_Provided text_:
Seven veterans and one father of a vet who died while serving in Iraq gathered at the Veterans Memorial on the Anchorage Park Strip to defend GOP Senate candidate Dan Sullivan, a Marine, against questions about his residency in the state.
Those who are questioning Sullivan’s residency “should be ashamed of themselves for attacking Dan Sullivan’s service to America,” said Daniel Juarez, who served with Sullivan in the Marine Reserves. He also said that those who are “attacking” Sullivan should “apologize to service men and women across the country.”
Sullivan is a Marine reservist who’s been in and out of active duty since 1993. Sullivan moved to the state in 1997. However, he was absent for seven years since that time. He left Alaska in 2002 to work at the White House and the State Department before coming back to the state in 2009. For two years during, from 2004 to 2006, he was called into active duty.
Because of his absence from Alaska, the pro-Begich super-PAC, Put Alaska First, has been airing ads questioning Sullivan’s residency claims. The most recent ad calls those claims “fishy.” Likewise, the Alaska Democratic Party, quoting an Anchorage Daily News story, says that Sullivan continues to “airbrush” his residency.
The campaign, as well as the veterans who had gathered on Tuesday, said that the time he spent away from Alaska, both in D.C. and while on active duty, was in service of his country following 9/11. Many who spoke said that they, too, had left the state for the service. They feel that an attack on Sullivan is an attack on them.
“I met Dan Sullivan while both of us were serving up here in the Marines and I understand the difficulty in having to relocate to serve your country,” said retired Marine Corps officer Casey Campbell.
Wayne Woods was there. Woods lost his son, Shane Woods, in Iraq in 2006 while serving in the Army. Shane’s name is on the memorial. Wayne came to show his support of Sullivan because Sullivan, he said “has the same values as my son.”
As I wrote on Sunday, Alaska is chock-full of veterans, and those who are supporting Begich would be wise to tread carefully here. In addition to potentially offending veterans in the state, the national Republicans will be using any statement by challengers perceived to be anti-veteran. Earlier this month, in another hotly contested Senate race, the right jumped on Arkansas’ Sen. Mark Pryor’s statement that challenger Rep. Tom Cotton is viewing his service in the military as an “entitlement.” Pryor described Cotton’s attitude as, ‘I served my country, let me into the Senate.’”

_Task set_:
1 > Reproduce word for word the passage of the Sullivan residency article starting at "Those who are questioning" and ending at "into active duty.".
2 > Write the next part of the article about veterans defending Dan Sullivan's residency, picking up after its final sentence.

_Available data_:
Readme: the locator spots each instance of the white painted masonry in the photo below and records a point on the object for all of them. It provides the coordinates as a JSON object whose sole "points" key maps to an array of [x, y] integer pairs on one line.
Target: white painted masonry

_Task results_:
1 >
Those who are questioning Sullivan’s residency “should be ashamed of themselves for attacking Dan Sullivan’s service to America,” said Daniel Juarez, who served with Sullivan in the Marine Reserves. He also said that those who are “attacking” Sullivan should “apologize to service men and women across the country.”
Sullivan is a Marine reservist who’s been in and out of active duty since 1993. Sullivan moved to the state in 1997. However, he was absent for seven years since that time. He left Alaska in 2002 to work at the White House and the State Department before coming back to the state in 2009. For two years during, from 2004 to 2006, he was called into active duty.

2 >
Sullivan himself was with his wife and three school-aged daughters on spring break.
Shortly after the press conference, Begich’s campaign issued the following press release touting Begich’s commitment to vets in the state:
“As a member of the U.S. Senate Veterans’ Affairs Committee since 2009 U.S. Senator Mark Begich has fought to improve care and services offered to Alaska’s veterans with his unique understanding of rural and urban Alaska.
Begich’s record includes:
Alaska Territorial Guard – In 2009, Senator Begich successfully secured reinstatement of pension payments for members of the WWII-era Alaska Territorial Guard.
“Significant legislative victory for veterans” – The Disabled American Veterans called Begich’s push to establish advanced appropriation for veterans health programs “the most significant legislative victory of veterans in a generation.”
Extended TRICARE for Military Dependents – In 2011, Begich helped extended TRICARE services for dependent children of military members to the age of 26.
Waived Telehealth Copays – In 2012, Begich and Sen. Grassley’s proposal to waive copays for telehealth and telemedicine visits for veterans was signed into law.
Historic Rural Care Access – Begich followed through on campaign promise to help veterans access care closer to home by allowing rural veterans access to Native health facilities.
U.S. Navy Award – In February 2013, Begich was given the highest civilian award from the U.S. Navy, the Navy Distinguished Public Service Award, for outstanding service and work on behalf of the Navy.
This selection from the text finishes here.